[Items excerpted from a collection]
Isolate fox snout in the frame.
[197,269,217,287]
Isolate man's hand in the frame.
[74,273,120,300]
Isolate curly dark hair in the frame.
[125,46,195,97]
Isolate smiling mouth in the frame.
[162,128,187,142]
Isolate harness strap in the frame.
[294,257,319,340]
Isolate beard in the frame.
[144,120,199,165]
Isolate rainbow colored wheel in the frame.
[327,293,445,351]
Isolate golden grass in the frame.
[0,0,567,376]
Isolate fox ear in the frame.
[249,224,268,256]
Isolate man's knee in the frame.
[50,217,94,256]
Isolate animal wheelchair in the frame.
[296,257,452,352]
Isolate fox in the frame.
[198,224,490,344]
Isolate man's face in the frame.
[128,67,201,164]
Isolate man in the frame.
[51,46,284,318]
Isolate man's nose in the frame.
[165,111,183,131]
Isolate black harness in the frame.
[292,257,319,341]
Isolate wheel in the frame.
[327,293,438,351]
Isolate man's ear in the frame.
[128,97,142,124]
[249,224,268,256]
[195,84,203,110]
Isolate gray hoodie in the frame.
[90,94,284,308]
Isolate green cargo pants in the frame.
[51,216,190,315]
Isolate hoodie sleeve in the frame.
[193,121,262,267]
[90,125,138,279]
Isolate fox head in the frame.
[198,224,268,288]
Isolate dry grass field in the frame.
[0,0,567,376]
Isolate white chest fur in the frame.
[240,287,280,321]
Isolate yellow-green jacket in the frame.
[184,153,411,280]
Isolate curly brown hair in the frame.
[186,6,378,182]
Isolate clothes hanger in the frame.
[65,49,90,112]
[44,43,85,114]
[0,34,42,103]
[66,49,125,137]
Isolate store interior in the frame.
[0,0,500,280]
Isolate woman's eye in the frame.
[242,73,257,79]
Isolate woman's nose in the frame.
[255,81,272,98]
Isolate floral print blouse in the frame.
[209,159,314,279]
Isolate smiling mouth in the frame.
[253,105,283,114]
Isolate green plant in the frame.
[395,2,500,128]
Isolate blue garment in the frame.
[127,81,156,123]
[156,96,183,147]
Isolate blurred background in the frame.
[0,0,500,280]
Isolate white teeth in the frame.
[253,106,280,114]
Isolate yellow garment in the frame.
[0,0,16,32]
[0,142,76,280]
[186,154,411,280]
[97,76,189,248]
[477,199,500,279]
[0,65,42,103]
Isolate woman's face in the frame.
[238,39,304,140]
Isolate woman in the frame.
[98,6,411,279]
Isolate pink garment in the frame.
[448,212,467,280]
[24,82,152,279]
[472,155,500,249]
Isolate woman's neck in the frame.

## [Short problem]
Could you edit the items above so that every "Isolate" reads "Locate" and nothing else changes?

## [Response to the task]
Locate fox snout in the frame.
[197,269,217,287]
Locate man's hand in the frame.
[74,273,120,300]
Locate curly dark hair in the frame.
[125,46,195,97]
Locate smiling mouth in the frame.
[162,128,187,142]
Locate harness strap in the frame.
[294,257,319,340]
Locate beard in the frame.
[144,120,199,165]
Locate rainbow colored wheel in the frame.
[327,293,445,351]
Locate golden grass in the frame.
[0,0,567,376]
Locate fox ear in the frame.
[249,224,268,256]
Locate man's knee in the frame.
[50,217,94,256]
Locate animal wheelchair in the frame.
[296,257,452,352]
Locate fox in the frame.
[198,224,490,344]
Locate man's face in the frame.
[128,67,201,164]
Locate man in the frame.
[51,46,284,318]
Locate man's nose in the frame.
[165,111,183,131]
Locate black harness in the frame.
[292,257,319,341]
Locate wheel in the frame.
[327,293,438,351]
Locate man's ear in the frame.
[128,97,142,124]
[249,224,268,256]
[195,84,203,110]
Locate gray hoodie in the frame.
[90,94,284,308]
Locate green cargo pants in the frame.
[51,216,190,315]
Locate hoodie sleeve in the frame.
[193,121,262,267]
[90,125,138,279]
Locate fox head in the frame.
[198,224,268,288]
Locate dry grass field in the frame.
[0,0,567,376]
Locate white chest fur in the frame.
[240,287,280,321]
Locate yellow-green jacket in the frame.
[184,153,411,280]
Locate curly brown hair in the frame.
[186,6,378,182]
Locate clothes hanger in the frame.
[65,49,90,112]
[44,43,85,114]
[0,34,42,103]
[66,49,125,137]
Locate store interior in the frame.
[0,0,500,280]
Locate woman's eye in the frame.
[242,73,257,79]
Locate woman's nose in the frame.
[255,81,272,98]
Locate floral print blouse in the frame.
[209,159,314,279]
Locate smiling mouth in the frame.
[253,105,283,114]
Locate green plant in the frame.
[395,2,500,128]
Locate blue garment in the frame.
[127,81,156,123]
[156,96,183,147]
Locate blurred background in the frame.
[0,0,500,280]
Locate white teeth in the frame.
[253,106,280,114]
Locate yellow garment in the frame.
[0,0,16,32]
[0,142,76,280]
[186,154,411,280]
[97,76,189,248]
[477,199,500,279]
[0,65,42,103]
Locate woman's face in the frame.
[238,39,304,140]
Locate woman in the frame.
[98,6,411,279]
Locate pink garment in the frame.
[448,212,467,280]
[24,82,152,279]
[472,155,500,249]
Locate woman's neck in the frame.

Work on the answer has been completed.